"""

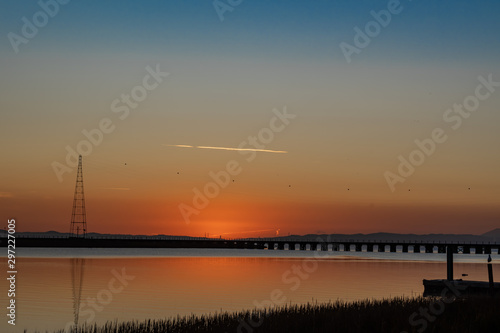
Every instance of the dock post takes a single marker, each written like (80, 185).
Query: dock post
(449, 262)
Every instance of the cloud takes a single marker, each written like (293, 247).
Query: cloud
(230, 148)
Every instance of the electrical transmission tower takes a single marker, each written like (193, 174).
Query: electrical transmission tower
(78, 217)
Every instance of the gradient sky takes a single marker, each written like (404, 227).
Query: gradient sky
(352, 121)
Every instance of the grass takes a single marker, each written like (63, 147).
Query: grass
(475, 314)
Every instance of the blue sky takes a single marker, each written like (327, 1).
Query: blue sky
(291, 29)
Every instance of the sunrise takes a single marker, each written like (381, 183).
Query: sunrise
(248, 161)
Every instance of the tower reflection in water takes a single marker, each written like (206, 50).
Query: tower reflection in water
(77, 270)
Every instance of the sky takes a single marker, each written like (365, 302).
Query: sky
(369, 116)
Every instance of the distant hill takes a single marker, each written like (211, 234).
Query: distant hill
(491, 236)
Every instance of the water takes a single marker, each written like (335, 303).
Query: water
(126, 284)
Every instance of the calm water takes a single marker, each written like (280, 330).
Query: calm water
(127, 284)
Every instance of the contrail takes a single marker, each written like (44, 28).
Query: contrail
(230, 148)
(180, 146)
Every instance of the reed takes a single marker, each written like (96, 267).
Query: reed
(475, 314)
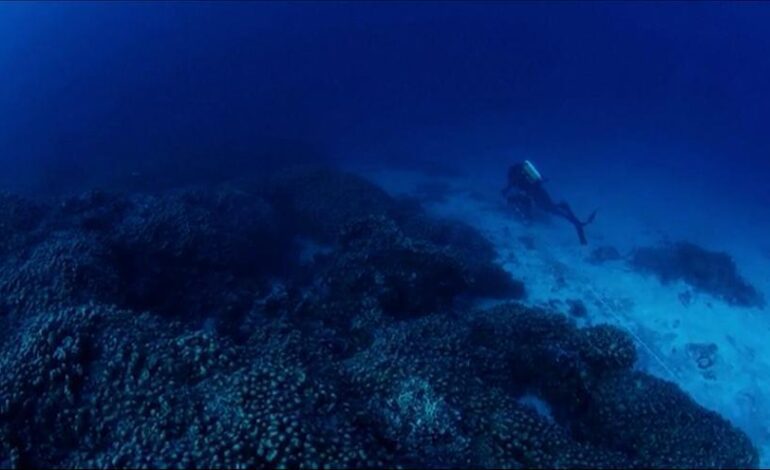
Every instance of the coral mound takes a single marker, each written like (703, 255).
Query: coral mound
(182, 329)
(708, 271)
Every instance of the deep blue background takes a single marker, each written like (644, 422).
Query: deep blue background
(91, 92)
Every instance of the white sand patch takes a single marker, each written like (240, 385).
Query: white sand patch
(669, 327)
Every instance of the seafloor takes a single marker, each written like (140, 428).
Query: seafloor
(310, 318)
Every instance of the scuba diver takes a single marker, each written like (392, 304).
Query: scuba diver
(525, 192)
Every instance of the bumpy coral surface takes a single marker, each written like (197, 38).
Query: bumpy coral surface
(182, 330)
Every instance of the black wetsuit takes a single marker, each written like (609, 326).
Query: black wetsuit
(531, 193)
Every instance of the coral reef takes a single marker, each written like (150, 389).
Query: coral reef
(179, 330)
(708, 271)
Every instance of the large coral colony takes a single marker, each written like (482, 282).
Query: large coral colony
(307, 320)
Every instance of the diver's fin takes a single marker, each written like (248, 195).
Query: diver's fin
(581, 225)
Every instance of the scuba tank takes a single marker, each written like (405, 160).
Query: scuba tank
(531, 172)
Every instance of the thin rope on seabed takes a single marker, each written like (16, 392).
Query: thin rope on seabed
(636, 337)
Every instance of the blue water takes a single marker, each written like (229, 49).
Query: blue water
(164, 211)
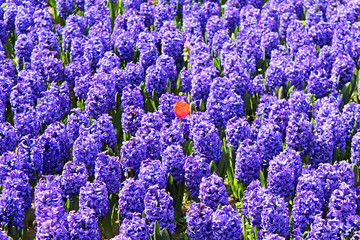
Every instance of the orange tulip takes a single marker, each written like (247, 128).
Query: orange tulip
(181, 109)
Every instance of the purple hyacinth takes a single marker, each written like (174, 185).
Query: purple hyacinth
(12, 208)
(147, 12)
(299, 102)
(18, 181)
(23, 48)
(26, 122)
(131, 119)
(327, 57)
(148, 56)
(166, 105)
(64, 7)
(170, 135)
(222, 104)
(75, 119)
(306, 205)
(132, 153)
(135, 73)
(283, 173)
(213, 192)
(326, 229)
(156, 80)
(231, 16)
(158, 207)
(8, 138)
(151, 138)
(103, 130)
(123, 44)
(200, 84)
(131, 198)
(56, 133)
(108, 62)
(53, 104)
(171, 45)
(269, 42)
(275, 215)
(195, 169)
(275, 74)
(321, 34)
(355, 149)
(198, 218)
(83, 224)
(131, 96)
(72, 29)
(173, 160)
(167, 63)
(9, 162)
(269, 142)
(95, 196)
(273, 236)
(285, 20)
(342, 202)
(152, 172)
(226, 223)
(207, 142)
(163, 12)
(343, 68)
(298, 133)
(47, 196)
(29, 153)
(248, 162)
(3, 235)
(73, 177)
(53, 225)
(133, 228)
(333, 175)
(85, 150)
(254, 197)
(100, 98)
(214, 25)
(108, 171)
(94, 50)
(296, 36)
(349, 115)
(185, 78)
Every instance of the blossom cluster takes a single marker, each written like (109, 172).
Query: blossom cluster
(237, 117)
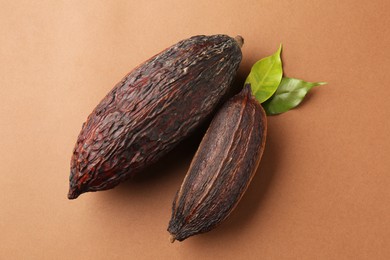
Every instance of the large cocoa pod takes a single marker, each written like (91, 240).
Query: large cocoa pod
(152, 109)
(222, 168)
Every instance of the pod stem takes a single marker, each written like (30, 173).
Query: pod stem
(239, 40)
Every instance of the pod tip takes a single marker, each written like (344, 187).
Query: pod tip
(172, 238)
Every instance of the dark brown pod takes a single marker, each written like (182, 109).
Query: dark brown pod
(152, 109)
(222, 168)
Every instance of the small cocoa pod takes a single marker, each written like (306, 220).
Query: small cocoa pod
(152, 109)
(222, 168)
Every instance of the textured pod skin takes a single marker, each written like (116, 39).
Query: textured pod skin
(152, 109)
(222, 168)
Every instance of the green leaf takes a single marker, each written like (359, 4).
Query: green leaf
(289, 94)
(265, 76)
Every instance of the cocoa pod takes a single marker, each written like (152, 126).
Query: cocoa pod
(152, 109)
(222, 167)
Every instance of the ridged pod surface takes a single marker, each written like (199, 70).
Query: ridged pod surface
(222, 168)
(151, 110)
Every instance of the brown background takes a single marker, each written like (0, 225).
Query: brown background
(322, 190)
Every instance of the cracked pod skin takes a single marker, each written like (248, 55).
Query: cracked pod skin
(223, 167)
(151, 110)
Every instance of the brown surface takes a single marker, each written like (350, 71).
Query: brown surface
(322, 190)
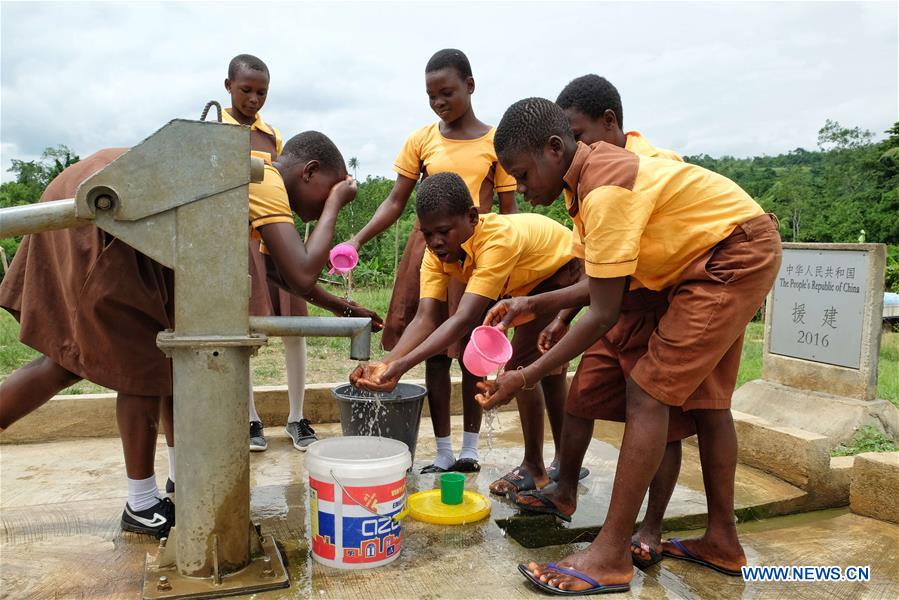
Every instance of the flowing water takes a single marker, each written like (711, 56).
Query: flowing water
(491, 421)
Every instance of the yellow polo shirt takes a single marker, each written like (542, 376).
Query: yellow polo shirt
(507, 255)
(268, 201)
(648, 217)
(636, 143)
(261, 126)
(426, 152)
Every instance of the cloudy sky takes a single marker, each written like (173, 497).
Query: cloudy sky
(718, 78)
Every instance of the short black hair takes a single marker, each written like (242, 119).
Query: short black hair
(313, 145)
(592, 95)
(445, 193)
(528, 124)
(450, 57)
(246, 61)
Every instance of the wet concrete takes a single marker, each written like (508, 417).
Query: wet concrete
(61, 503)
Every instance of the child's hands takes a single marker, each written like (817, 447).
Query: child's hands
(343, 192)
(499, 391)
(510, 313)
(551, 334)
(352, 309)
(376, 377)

"""

# Your assignment:
Output only the lines running from the top of the data above to the line with "Every instance of the blue sky", inclusive, word for word and without pictures.

# Solution:
Every instance of the dock post takes a single marker, each written like (80, 185).
Query: dock post
(449, 262)
Every instance of the cloud takes a single marker, each written like (293, 247).
Query: cloud
(230, 148)
Every instance of the electrical transmission tower takes a single marker, each written like (193, 174).
Query: electrical transmission tower
(78, 217)
Every instance of the gradient sky takes a single marker, each written like (404, 227).
Query: gradient sky
(352, 121)
Every instance of the grass takes a single marker, each written like (63, 147).
Query: grass
(475, 314)
Every instance of the blue sky takes a single marker, each written like (327, 1).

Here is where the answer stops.